[Records from a collection]
+ + +
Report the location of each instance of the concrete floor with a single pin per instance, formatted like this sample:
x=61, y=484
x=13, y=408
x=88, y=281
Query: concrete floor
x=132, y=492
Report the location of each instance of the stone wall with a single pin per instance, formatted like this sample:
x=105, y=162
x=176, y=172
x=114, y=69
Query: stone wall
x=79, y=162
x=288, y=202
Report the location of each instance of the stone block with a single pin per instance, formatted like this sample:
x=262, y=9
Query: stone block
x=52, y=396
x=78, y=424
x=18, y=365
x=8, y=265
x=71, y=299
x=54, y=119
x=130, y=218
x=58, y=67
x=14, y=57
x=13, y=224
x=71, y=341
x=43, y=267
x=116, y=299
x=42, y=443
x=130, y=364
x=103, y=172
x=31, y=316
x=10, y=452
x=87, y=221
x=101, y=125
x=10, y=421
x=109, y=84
+ + +
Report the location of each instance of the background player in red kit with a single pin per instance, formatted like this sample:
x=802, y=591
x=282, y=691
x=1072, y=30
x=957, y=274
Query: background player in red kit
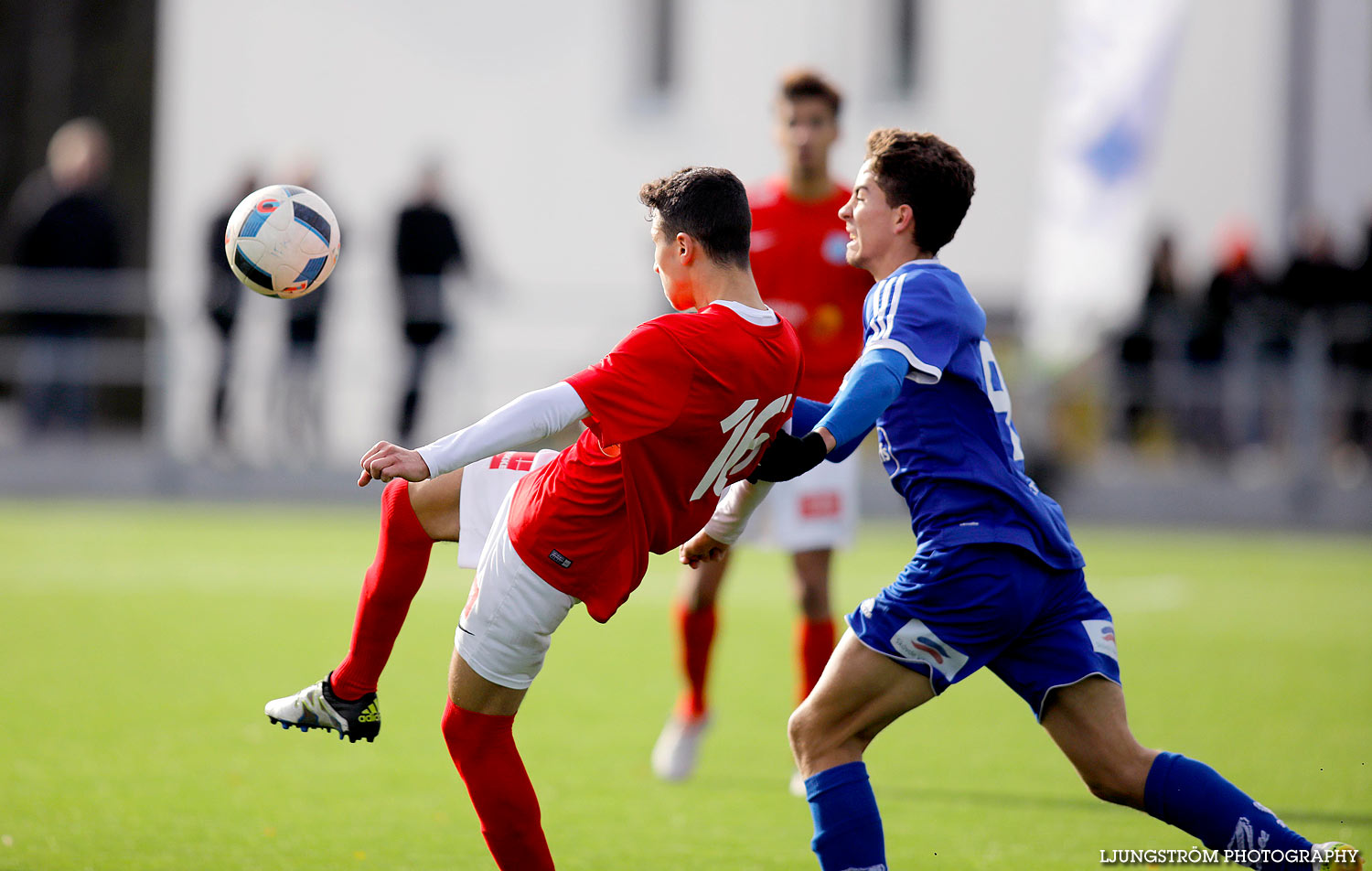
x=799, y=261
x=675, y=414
+ + +
Go through the records above and return every line that holds the string "instance".

Report the location of each instance of the concrete floor with a single pin per instance, formatted like this sample:
Report the location of each instance of the stone wall with a single pin per instance, formatted like this sample:
Report the location of each instance of the stone block with a single pin per instance, formatted like this sample:
Report the location of each instance of the background player in red kit with a single pin per instance, formatted like this sample:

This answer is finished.